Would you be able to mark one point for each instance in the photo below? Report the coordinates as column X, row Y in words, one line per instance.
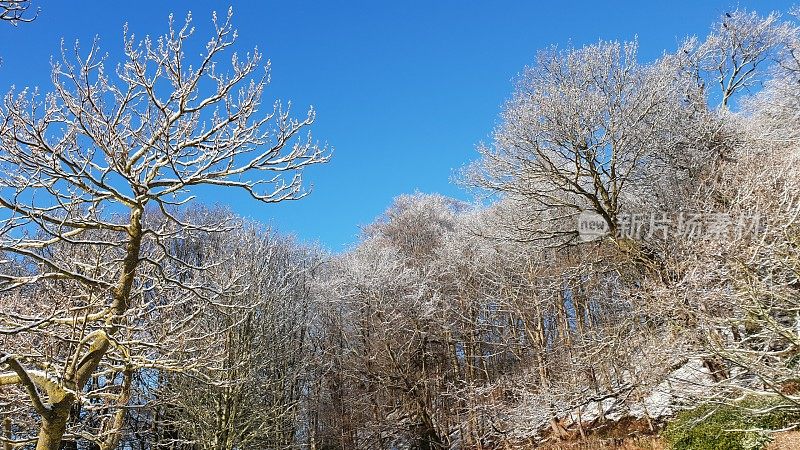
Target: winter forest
column 627, row 277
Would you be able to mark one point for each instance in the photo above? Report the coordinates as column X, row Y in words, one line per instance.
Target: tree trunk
column 54, row 426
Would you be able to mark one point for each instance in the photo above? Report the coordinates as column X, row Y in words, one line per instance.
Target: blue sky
column 403, row 90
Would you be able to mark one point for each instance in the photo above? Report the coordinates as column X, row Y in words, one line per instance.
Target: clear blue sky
column 403, row 90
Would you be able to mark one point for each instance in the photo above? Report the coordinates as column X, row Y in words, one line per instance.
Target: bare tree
column 92, row 176
column 734, row 54
column 585, row 129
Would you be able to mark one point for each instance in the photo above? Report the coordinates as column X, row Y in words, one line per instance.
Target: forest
column 630, row 268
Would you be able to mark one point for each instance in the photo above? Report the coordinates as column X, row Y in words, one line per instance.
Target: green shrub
column 709, row 427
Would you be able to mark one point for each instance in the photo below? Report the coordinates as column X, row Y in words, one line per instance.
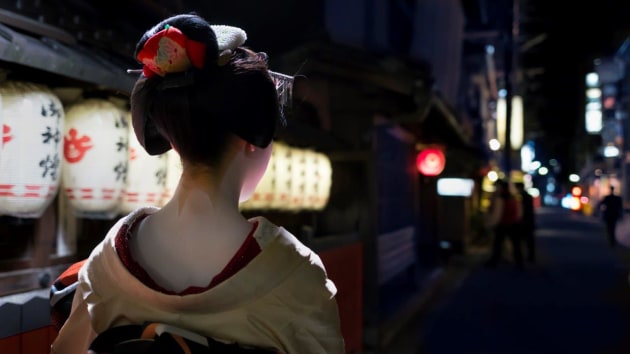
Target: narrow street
column 575, row 299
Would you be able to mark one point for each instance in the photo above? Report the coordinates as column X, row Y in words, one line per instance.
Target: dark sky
column 575, row 36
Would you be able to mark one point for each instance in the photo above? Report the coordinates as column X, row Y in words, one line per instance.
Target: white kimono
column 281, row 299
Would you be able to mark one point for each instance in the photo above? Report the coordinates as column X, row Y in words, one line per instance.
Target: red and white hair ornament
column 170, row 51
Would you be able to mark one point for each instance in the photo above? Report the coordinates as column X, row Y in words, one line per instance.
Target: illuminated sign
column 456, row 187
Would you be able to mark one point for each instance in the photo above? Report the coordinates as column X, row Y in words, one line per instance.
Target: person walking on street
column 504, row 219
column 611, row 208
column 528, row 222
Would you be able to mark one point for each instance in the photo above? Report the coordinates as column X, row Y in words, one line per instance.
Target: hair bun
column 229, row 37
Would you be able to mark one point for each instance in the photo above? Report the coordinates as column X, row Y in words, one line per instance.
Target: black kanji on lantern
column 50, row 166
column 121, row 171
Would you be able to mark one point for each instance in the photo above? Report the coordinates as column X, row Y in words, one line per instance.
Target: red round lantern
column 430, row 162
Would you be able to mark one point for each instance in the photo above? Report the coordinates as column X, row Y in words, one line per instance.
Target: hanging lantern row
column 88, row 152
column 32, row 120
column 295, row 179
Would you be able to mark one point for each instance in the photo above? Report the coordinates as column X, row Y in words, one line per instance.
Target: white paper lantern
column 96, row 142
column 263, row 196
column 30, row 154
column 323, row 181
column 146, row 176
column 310, row 179
column 298, row 179
column 282, row 170
column 173, row 174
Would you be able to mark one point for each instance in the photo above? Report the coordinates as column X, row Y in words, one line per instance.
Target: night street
column 576, row 299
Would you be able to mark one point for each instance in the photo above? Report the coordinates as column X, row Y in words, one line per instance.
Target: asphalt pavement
column 574, row 299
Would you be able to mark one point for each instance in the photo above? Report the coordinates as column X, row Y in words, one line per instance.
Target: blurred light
column 534, row 192
column 611, row 151
column 592, row 80
column 609, row 102
column 571, row 202
column 534, row 165
column 493, row 176
column 527, row 156
column 594, row 106
column 516, row 126
column 593, row 93
column 430, row 161
column 494, row 144
column 593, row 121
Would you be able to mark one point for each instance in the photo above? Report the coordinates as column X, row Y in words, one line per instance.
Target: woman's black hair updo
column 197, row 110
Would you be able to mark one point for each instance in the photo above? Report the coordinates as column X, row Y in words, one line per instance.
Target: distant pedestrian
column 503, row 219
column 528, row 222
column 611, row 208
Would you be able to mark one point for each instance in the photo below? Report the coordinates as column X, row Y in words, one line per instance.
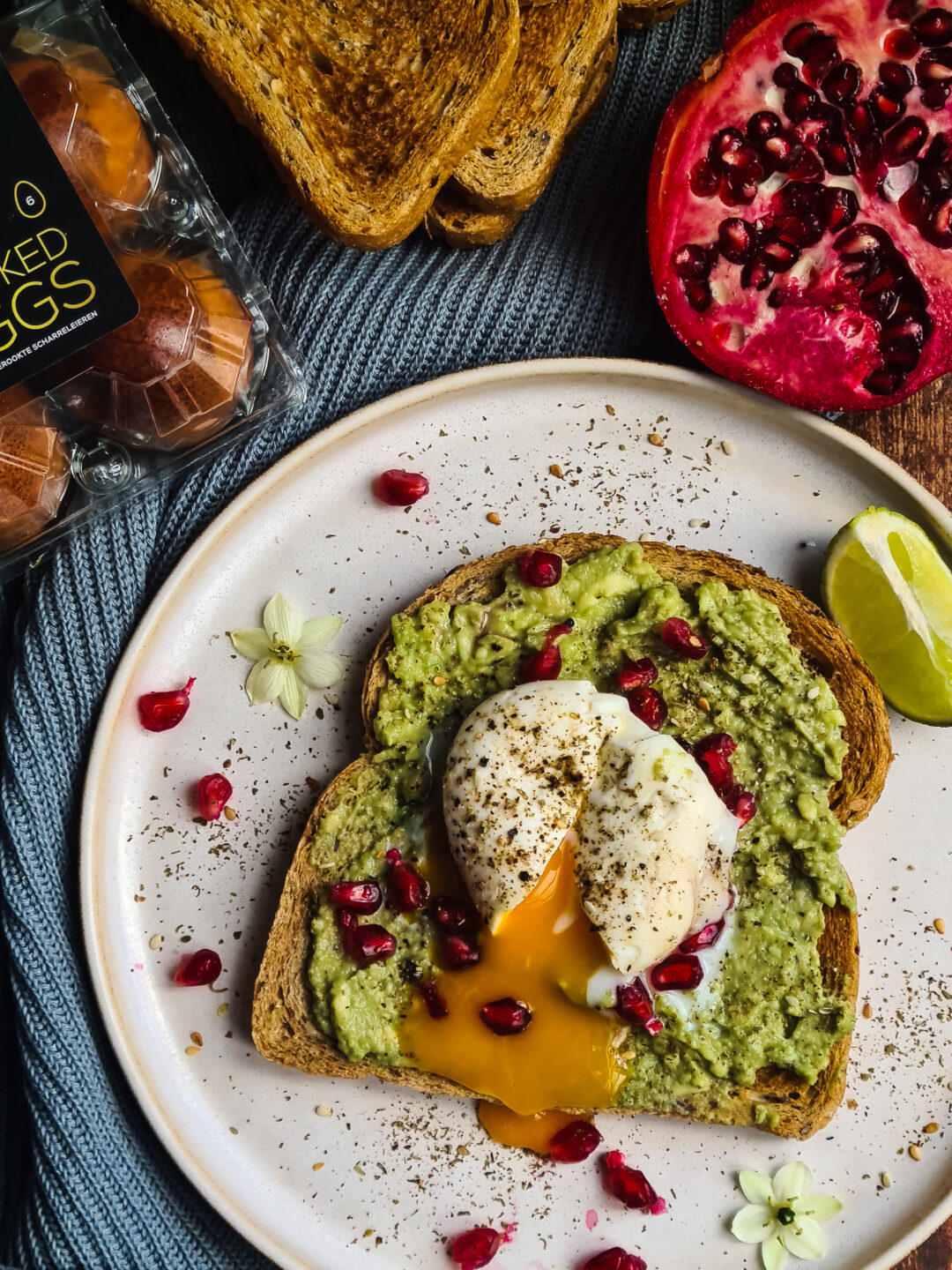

★ ★ ★ ★

What is being asked> Apart from the pictures, set down all the entries above exactly.

Reply>
Would you be able to mark one point for each instance in the photo below? Report the coordinates as column X, row Y in words, one line per instance.
Target: winter forest
column 627, row 277
Would you be able to mark one point for each instance in the photo above? Report the coordinates as column X, row Y in words, one line per instance.
Target: tree trunk
column 54, row 426
Would you be able to mark one point for each instance in the photo above? Report the coordinates as column X, row Y in words, one line per instance.
Target: blue sky
column 403, row 90
Would you be able to mark one point for each instance in the photo above? Report the coordinates as column X, row Y in words, one line per instance.
Target: clear blue sky
column 403, row 90
Would you be able to mark one point for each instance in the photo above? Report the coordinates as column X, row Y in words, one line per instance.
Target: bare tree
column 92, row 176
column 734, row 54
column 585, row 129
Would you be able to mark one point for each instance in the photo above? Report the coordinates as column X, row Y in words, one line per instance.
Target: forest
column 630, row 268
Would you be able to mark one point for each instance in the photo above? Report the coordinates as column X, row Y in words, one line per instance.
Target: green shrub
column 709, row 427
Would you be able to mark one point for each instance in the photo below? Report the coordinates as column X, row Y in words, one line per instance.
Target: narrow street
column 575, row 299
Would you be able to mark one point for each instance in the photo above? Report the coordinates as column X, row Y in words, one line per instance.
Target: dark sky
column 575, row 36
Would you be able to mark one point for each instance in the photo above? Report the coordinates as column X, row Y in words, one line per instance.
Target: white kimono
column 281, row 299
Would you be able to mark one point for each instance in the photo above? Report the coordinates as column X, row Y in words, one line per instance.
Target: red and white hair ornament
column 170, row 51
Would you be able to mark one point for each instance in the photo above? Report the coordinates as column X, row Y in words, one line per instance.
Target: illuminated sign
column 456, row 187
Would you be able to mark one point for each instance in the photo above? Report the coordinates as column X, row Y in words, one line per instance.
Target: person walking on street
column 504, row 219
column 611, row 208
column 528, row 222
Would you be able to mark one point for each instance in the photo above? Report the coordinates as column X, row Y in words, one line per instance.
Target: hair bun
column 229, row 37
Would you be able to mark one point for each instance in the photo above? Report the coordinates as column X, row Y in words, one line per instance.
Target: black kanji on lantern
column 50, row 166
column 121, row 171
Would you be able to mark one point for each instance in the photo above? Report the coordinates as column X, row Y in words, one line per instance.
Target: red round lantern
column 430, row 162
Would you be able to mark one point for each instance in the photo above? Report the coordinates as column X, row Y in words, one line per instance.
Target: hanging lantern row
column 88, row 152
column 32, row 120
column 295, row 179
Would you be able to mark one point for each instance in the photo above? Report the coordinates as column X, row Y in words, one line per instance.
Target: white paper lantern
column 96, row 142
column 263, row 196
column 30, row 154
column 323, row 181
column 146, row 176
column 310, row 179
column 298, row 179
column 282, row 170
column 173, row 174
Would you be able to mark one point for each instance in the photo above? Report the coordinates as column X, row Y in words, one line per instance.
Target: night street
column 576, row 299
Would you be able to mark one point for each instance in the photo above? Report the coordinates as column X, row Y in words, one line per instance.
Target: asphalt pavement
column 574, row 299
Would you be able to mark one point for each instance in the photo above? Report the coordinates as column X, row Y in words, one line per instance.
Target: blurred light
column 534, row 192
column 611, row 151
column 592, row 80
column 609, row 102
column 571, row 202
column 534, row 165
column 493, row 176
column 527, row 156
column 594, row 106
column 516, row 126
column 593, row 93
column 430, row 161
column 494, row 144
column 593, row 121
Would you be able to mark one point for each instance in the photo above? Report the coordinates as column X, row Y in words, one line per instance.
Target: woman's black hair updo
column 197, row 110
Would you be able to mark one point for each instance in the photo above? Report the coordinates as column X, row Y in words, one line per instance.
Target: distant pedestrian
column 503, row 219
column 528, row 222
column 611, row 208
Would you be able to mark one point for each instance in the photo below? Report the coordinates as column X, row Y in words, one line per instance.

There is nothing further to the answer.